Work instructions ->
Rewrite all the records below as a Markdown table with two columns, Row and Line. Number each line in its own row and skip any blank lines.

--- BEGIN ---

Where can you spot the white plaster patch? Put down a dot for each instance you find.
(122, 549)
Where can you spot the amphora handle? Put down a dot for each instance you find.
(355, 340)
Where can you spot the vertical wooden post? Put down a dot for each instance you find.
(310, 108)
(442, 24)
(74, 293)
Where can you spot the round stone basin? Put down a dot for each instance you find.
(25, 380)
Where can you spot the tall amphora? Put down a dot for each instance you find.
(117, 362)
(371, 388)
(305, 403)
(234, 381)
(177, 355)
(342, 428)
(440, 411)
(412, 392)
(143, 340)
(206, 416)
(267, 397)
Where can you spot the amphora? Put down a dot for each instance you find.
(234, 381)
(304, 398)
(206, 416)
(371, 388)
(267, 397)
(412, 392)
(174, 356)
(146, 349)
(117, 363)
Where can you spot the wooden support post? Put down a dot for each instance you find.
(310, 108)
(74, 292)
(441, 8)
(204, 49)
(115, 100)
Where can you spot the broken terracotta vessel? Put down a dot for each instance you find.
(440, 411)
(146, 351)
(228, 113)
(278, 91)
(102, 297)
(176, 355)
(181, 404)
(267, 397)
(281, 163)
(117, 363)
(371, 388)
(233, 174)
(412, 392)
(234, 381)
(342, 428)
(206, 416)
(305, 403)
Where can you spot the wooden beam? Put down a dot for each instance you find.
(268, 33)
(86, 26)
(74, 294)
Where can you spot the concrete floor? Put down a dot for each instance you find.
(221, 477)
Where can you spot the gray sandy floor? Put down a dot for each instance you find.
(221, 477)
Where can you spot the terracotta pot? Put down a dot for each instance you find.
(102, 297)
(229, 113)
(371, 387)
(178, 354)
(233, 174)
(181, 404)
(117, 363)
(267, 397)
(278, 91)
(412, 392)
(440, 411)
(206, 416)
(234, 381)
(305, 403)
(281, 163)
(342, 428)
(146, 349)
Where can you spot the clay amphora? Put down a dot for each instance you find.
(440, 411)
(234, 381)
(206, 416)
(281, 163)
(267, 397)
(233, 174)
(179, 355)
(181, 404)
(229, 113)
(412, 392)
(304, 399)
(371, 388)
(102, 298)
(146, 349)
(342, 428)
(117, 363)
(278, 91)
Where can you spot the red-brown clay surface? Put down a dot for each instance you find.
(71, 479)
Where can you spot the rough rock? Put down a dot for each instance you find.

--- END ---

Worked solution ->
| Row | Line |
|---|---|
| 1 | Where can you spot the white plaster patch? Put down a dot for each instance you find. |
| 2 | (122, 549) |
| 3 | Where can you spot the amphora handle? Put down a dot for each instance you find. |
| 4 | (355, 340) |
| 5 | Where can you spot the vertical wooden post? Put down a dot for each instance you find. |
| 6 | (310, 108) |
| 7 | (442, 24) |
| 8 | (74, 293) |
| 9 | Where can you spot the round stone basin? Put down a dot for each instance you find. |
| 10 | (25, 380) |
| 11 | Where can you spot the tall amphora? Put down a dot for each instance you find. |
| 12 | (117, 362) |
| 13 | (371, 388) |
| 14 | (305, 403) |
| 15 | (234, 381) |
| 16 | (177, 355) |
| 17 | (342, 428) |
| 18 | (440, 411) |
| 19 | (412, 392) |
| 20 | (143, 340) |
| 21 | (206, 416) |
| 22 | (267, 397) |
| 23 | Where can you spot the amphora? Put down a dot for each instance you find. |
| 24 | (234, 381) |
| 25 | (304, 398) |
| 26 | (206, 416) |
| 27 | (371, 388) |
| 28 | (267, 397) |
| 29 | (412, 392) |
| 30 | (174, 356) |
| 31 | (146, 349) |
| 32 | (117, 363) |
| 33 | Where can you spot the wooden support post? Put down a dot for each instance you find. |
| 34 | (310, 108) |
| 35 | (74, 292) |
| 36 | (441, 8) |
| 37 | (204, 49) |
| 38 | (115, 100) |
| 39 | Where can you spot the broken terracotta vessel? Put down a dot for each instance you find. |
| 40 | (440, 411) |
| 41 | (146, 351) |
| 42 | (228, 113) |
| 43 | (278, 91) |
| 44 | (102, 297) |
| 45 | (176, 355) |
| 46 | (181, 404) |
| 47 | (267, 397) |
| 48 | (281, 163) |
| 49 | (117, 363) |
| 50 | (371, 388) |
| 51 | (233, 174) |
| 52 | (412, 392) |
| 53 | (234, 381) |
| 54 | (342, 428) |
| 55 | (206, 416) |
| 56 | (305, 403) |
| 57 | Where can you spot the wooden beam? Put down a dot for each instance you find. |
| 58 | (268, 33) |
| 59 | (86, 26) |
| 60 | (74, 294) |
| 61 | Where can you spot the concrete floor? Put down a dot for each instance you find. |
| 62 | (221, 477) |
| 63 | Where can you spot the gray sandy floor? Put down a dot for each instance you find. |
| 64 | (221, 477) |
| 65 | Where can you spot the terracotta pot? Put down a dot for each instance you find. |
| 66 | (102, 297) |
| 67 | (229, 113) |
| 68 | (371, 387) |
| 69 | (178, 354) |
| 70 | (233, 174) |
| 71 | (181, 404) |
| 72 | (117, 363) |
| 73 | (267, 397) |
| 74 | (278, 91) |
| 75 | (412, 392) |
| 76 | (440, 411) |
| 77 | (206, 416) |
| 78 | (234, 381) |
| 79 | (305, 403) |
| 80 | (281, 163) |
| 81 | (342, 428) |
| 82 | (146, 349) |
| 83 | Where can you spot the clay amphora? Put down a dot for each instance you find. |
| 84 | (440, 411) |
| 85 | (234, 381) |
| 86 | (206, 416) |
| 87 | (281, 163) |
| 88 | (267, 397) |
| 89 | (233, 174) |
| 90 | (179, 355) |
| 91 | (181, 404) |
| 92 | (229, 113) |
| 93 | (412, 392) |
| 94 | (304, 399) |
| 95 | (371, 388) |
| 96 | (102, 298) |
| 97 | (146, 349) |
| 98 | (342, 428) |
| 99 | (117, 363) |
| 100 | (278, 91) |
| 101 | Where can you spot the red-brown clay surface? Put down a dot for each instance you find. |
| 102 | (71, 479) |
| 103 | Where can you spot the rough rock? Put down a dot for each instance you find. |